• Task details
With no omissions, write out every record given below.

• Task data
____

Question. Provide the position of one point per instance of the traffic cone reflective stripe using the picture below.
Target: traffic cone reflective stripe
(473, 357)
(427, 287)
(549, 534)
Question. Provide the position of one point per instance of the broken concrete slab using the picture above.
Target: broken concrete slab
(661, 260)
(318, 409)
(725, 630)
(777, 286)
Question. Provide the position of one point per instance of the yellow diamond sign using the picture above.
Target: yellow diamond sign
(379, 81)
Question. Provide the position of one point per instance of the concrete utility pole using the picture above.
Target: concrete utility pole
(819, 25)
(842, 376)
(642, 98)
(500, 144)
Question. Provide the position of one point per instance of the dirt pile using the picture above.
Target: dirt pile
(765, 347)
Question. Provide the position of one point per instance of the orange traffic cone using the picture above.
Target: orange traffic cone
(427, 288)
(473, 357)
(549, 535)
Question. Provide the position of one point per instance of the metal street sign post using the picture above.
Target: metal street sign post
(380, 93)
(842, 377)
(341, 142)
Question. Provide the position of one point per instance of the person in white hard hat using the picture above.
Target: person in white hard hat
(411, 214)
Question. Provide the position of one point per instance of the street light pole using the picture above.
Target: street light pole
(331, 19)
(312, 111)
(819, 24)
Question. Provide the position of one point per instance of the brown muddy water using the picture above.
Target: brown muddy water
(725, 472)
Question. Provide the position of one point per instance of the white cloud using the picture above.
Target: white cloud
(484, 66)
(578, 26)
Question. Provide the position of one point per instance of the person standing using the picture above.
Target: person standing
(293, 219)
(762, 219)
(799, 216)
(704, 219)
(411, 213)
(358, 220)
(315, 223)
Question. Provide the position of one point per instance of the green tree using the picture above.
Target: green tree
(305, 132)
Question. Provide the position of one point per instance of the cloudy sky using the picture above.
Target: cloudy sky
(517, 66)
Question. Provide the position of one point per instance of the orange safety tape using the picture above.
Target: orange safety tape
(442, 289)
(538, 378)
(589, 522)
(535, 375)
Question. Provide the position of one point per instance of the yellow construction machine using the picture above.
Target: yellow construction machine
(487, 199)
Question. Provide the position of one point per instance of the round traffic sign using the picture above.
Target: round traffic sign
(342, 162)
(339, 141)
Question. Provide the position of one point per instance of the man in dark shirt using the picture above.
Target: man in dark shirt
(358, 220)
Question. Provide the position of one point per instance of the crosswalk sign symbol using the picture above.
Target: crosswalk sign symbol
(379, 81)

____

• Task output
Question. Provide the position of one point per instance of the traffic cone reflective stripe using the picture below.
Target: traffic cone reflective stripe
(473, 357)
(427, 287)
(549, 534)
Question. Provide the position of one point per instance of the broken concrete slab using the picture above.
Target: broken concrete slab
(661, 260)
(318, 409)
(725, 630)
(777, 286)
Question. Provide the position of one point per instance of the yellow diamond sign using the picture above.
Target: yellow diamond sign
(379, 81)
Question. Provide the position of one point per instance of the concrete utility pole using the picture above.
Target: concrete utility pole
(819, 25)
(842, 376)
(642, 98)
(500, 144)
Question. Provide the position of one point per instance of the dirt pile using the picture above.
Target: dirt pile
(765, 347)
Question. Provide the position of one point per instance of the orange traffic cone using the picture above.
Target: orange traffic cone
(427, 288)
(473, 357)
(549, 535)
Question. Provide the position of one point per instance of the metal street sign post using the picture above.
Target: metal street sign post
(380, 93)
(842, 377)
(341, 142)
Question. Provide the position of one point per instance of the person in white hard hat using the picture above.
Target: person in white hard hat
(411, 214)
Question. Provide the position of one point per instance of the street light pole using the picture above.
Target: street light pole
(331, 19)
(312, 111)
(819, 24)
Question. Provide the position of one point per instance of the brown muddy water using the picture above.
Target: brown muddy water
(725, 472)
Question. Provide the position of one point per instance of the white cloud using the picture above.
Target: white cloud
(484, 66)
(578, 26)
Question. Provide the position of one point per instance of the person standing using the picture above.
Target: person standing
(293, 219)
(762, 219)
(799, 216)
(704, 219)
(411, 213)
(358, 220)
(315, 223)
Question. Provide the position of one point per instance of the green tree using the picture above.
Target: green tree
(305, 132)
Question. Provide the position of one point per instance of the cloudy sky using the picture above.
Target: cloudy sky
(517, 66)
Question. Provide the position of one point per instance of the orange safety tape using the picture above.
Target: orange safety tape
(442, 289)
(538, 378)
(589, 522)
(535, 375)
Question. Provide the position of one point per instance of the yellow construction machine using the picture above.
Target: yellow construction machine
(487, 199)
Question. Provide the position of one point per instance of the round traffic sign using the picture above.
Target: round traffic sign
(342, 162)
(339, 141)
Question. Provide the position of one point per instance of the man in dark shirt using the picture above.
Target: man in dark shirt
(358, 220)
Question. Provide the position of one point per instance of the crosswalk sign symbol using the picture above.
Target: crosswalk sign symbol
(379, 81)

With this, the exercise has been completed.